→ **Given task 1**: In the forum thread on PVC pipe lighting, what was used to line the pipe for a reflective surface?

# DIY Lighting Using PVC Pipe



## Ozone (Sep 30, 2009)

wonderful idea nice light


----------



## Hoppy (Dec 24, 2005)

I haven't found any 4 inch PVC pipe in my local Home Depot or Ace Hardware stores. I have wanted to try something like this for some time. I do see lots of 4 inch ABS black pipe, but it has very thick walls, so I have thought that I would want 6 inch ABS pipe, and that isn't in the stores either.

What did you line the pipe with for a reflective surface? It looks like aluminum foil.


----------



## wadesharp (Nov 27, 2009)

it works great i did this a few months back and its AMAZING and VERY cheap


----------



## rashfmnb (Jan 17, 2010)

Hoppy said:


> I haven't found any 4 inch PVC pipe in my local Home Depot or Ace Hardware stores. I have wanted to try something like this for some time. I do see lots of 4 inch ABS black pipe, but it has very thick walls, so I have thought that I would want 6 inch ABS pipe, and that isn't in the stores either.
> 
> What did you line the pipe with for a reflective surface? It looks like aluminum foil.


Yes it's Aluminum foil(here we call it sheet) for the enhancement of reflection


----------



## intermediate_noob (Jan 23, 2007)

[Dataset excerpts on object pointing]
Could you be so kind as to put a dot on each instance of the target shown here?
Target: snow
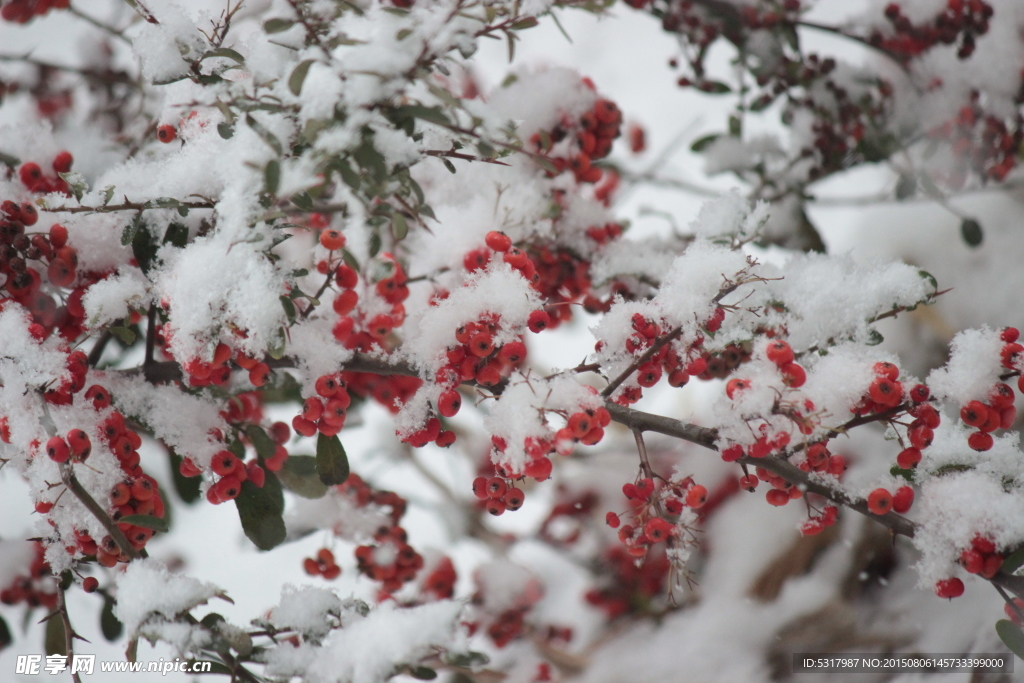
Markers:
(147, 591)
(384, 638)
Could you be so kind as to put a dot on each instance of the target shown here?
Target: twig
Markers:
(70, 634)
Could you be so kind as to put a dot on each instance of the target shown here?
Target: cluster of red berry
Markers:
(648, 526)
(23, 11)
(961, 20)
(326, 412)
(356, 327)
(35, 589)
(981, 142)
(595, 131)
(998, 412)
(497, 496)
(322, 565)
(629, 587)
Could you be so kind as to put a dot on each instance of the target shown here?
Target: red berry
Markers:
(696, 496)
(57, 450)
(62, 162)
(779, 352)
(880, 501)
(949, 588)
(499, 241)
(794, 375)
(449, 402)
(166, 133)
(332, 240)
(539, 321)
(980, 441)
(902, 499)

→ **Given task 2**: Turn each line of the listing into a numbered list, leaving out blank lines and the pictures.

→ **Final answer 1**: Aluminum foil

→ **Final answer 2**:
1. Could you be so kind as to put a dot on each instance of the target shown here?
2. Target: snow
3. Markers:
4. (147, 591)
5. (384, 638)
6. Could you be so kind as to put a dot on each instance of the target shown here?
7. Target: twig
8. Markers:
9. (70, 634)
10. Could you be so kind as to put a dot on each instance of the target shown here?
11. Target: cluster of red berry
12. Markers:
13. (648, 526)
14. (23, 11)
15. (961, 20)
16. (326, 412)
17. (356, 327)
18. (35, 589)
19. (981, 142)
20. (595, 131)
21. (998, 412)
22. (497, 496)
23. (322, 565)
24. (629, 587)
25. Could you be so kind as to put a dot on each instance of the target shown here?
26. Target: red berry
27. Markers:
28. (696, 496)
29. (57, 450)
30. (62, 162)
31. (779, 352)
32. (880, 501)
33. (949, 588)
34. (499, 241)
35. (794, 375)
36. (449, 402)
37. (166, 133)
38. (332, 240)
39. (539, 321)
40. (980, 441)
41. (902, 499)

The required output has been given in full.